I'm just beginning to learn about encoding issues, and I've learned just enough to know that it's far more complicated (on Windows, at least) than I had imagined, and that I have a lot more to learn.
I have an xml document that I believe is encoded with UTF-8. I'm using a VB.net app to transform the xml with (XslCompiledTransform and XmlTextWriter) into a column-specific text file. Some characters in the xml are coming out bad in the output text file. Example: an em-dash (—) is being turned into three characters "—". When that happens the columns in the file are thrown off.
As I understand it, an em-dash is not even a "Unicode character". I wouldn't expect to have issues with it. But, I can make the problem come and go by changing the encoding specified in the VB.net app.
If I use this, the em-dash is preserved:
Using writer = New XmlTextWriter(strOutputPath, New UTF8Encoding(True))
If I use this, the em-dash is corrupted into "—":
Using writer = New XmlTextWriter(strOutputPath, New UTF8Encoding(False))
The True/False simply tells VB whether to write the BOM at the beginning of the file. As I understand it, the BOM is neither necessary nor recommended for UTF-8. So, my preference is False - but then I get the weird characters.
I have several questions:
How can I be certain that the xml file is UTF-8? Is there a Windows tool that can tell me that?
How can I be certain that the transformed file is actually bad? Could it be that the real problem is the editor I'm using to look at it? Both EmEditor and UltraEdit show the same thing.
I've tried using the XVI32 hex editor to look at the file. I want to know what is actually written to disk, rather than what some GUI program is displaying to me. But, even on a file that looks good in EmEditor, XVI32 shows me the bad characters. Could it be that XVI32 just doesn't understand non-ASCII characters? What Windows hex editor would you recommend for this purpose?
The XML file is 650 MB, and the final text file is 380 MB - so that limits the list of useful tools somewhat.
You say 'As I understand it, an em-dash is not even a "Unicode character".' What do you mean by that? The Unicode character set definitely contains a code for em dash: 2014 hex. In the UTF-8 encoding, it will be 3 bytes: E2, 80, 94.
I suspect Martin Honnen is right that your editor is simply not showing the file properly. A couple of suggestions:
I'm not familiar with the editors you mention, but editors that handle different encodings will often silently choose an encoding by which to interpret the file (based on the BOM if there is one, and sometimes based on the character codes they see). They also typically have some way of showing what encoding they are interpreting the file as, and a way of tell them to load (or reload) the file as a particular encoding. If your editor does not have these features, I suggest you get one that does, such as EditPlus, or NotePad++.
As far as the hex editor, again I'm not familiar with the one you mention, but the whole point of a hex editor is to see the raw bytes. Such editors often offer a text view also (often side by side with the hex view) and if they do, I would not rely on their handling of encoding. Just use them to view the hex bytes and see if the bytes for your em dash are the same in both files.

▶ What you will do:
Retype the part of the thread between "How can I be certain that the transformed" and "the same thing.", inclusive. The lines that come next are separate material, unrelated to the thread.

▶ Supplied data:
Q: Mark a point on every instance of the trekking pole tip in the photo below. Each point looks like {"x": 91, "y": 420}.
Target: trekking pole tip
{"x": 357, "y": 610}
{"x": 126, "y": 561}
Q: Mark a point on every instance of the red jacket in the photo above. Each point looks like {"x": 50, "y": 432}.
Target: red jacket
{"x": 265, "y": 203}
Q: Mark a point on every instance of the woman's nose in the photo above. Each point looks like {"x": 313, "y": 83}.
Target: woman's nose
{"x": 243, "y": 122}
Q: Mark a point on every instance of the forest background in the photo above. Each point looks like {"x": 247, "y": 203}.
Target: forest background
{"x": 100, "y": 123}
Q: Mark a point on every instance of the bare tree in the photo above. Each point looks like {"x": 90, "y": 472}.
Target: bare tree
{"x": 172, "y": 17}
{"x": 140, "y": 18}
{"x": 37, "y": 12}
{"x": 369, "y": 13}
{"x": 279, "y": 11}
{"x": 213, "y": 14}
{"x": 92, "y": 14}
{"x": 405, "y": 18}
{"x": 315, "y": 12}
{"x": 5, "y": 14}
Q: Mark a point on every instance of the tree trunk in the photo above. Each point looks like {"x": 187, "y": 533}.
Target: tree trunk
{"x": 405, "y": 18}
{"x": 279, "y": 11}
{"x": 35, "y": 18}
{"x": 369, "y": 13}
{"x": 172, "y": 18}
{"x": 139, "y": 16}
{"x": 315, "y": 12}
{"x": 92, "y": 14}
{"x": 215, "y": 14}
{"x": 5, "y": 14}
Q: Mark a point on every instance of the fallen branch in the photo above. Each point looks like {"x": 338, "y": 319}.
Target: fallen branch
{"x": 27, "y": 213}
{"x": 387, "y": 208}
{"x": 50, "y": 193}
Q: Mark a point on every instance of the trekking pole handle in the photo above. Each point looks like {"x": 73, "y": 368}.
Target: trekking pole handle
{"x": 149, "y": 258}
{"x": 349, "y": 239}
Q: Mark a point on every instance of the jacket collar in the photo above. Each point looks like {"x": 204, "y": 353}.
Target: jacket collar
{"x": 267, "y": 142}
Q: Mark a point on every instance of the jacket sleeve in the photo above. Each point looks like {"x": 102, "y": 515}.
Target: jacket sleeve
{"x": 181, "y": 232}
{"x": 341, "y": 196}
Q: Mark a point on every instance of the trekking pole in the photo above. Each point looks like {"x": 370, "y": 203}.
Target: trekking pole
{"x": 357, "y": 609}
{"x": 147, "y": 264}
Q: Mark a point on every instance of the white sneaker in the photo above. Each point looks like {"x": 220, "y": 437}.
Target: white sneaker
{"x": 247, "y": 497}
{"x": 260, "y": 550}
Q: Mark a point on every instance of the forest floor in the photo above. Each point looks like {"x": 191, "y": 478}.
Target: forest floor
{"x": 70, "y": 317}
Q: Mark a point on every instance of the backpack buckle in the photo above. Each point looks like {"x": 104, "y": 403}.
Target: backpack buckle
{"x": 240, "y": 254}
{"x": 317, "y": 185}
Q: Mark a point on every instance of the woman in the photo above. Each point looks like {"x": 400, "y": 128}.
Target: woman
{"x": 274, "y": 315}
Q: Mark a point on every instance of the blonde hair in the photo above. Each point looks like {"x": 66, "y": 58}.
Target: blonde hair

▶ Exercise output:
How can I be certain that the transformed file is actually bad? Could it be that the real problem is the editor I'm using to look at it? Both EmEditor and UltraEdit show the same thing.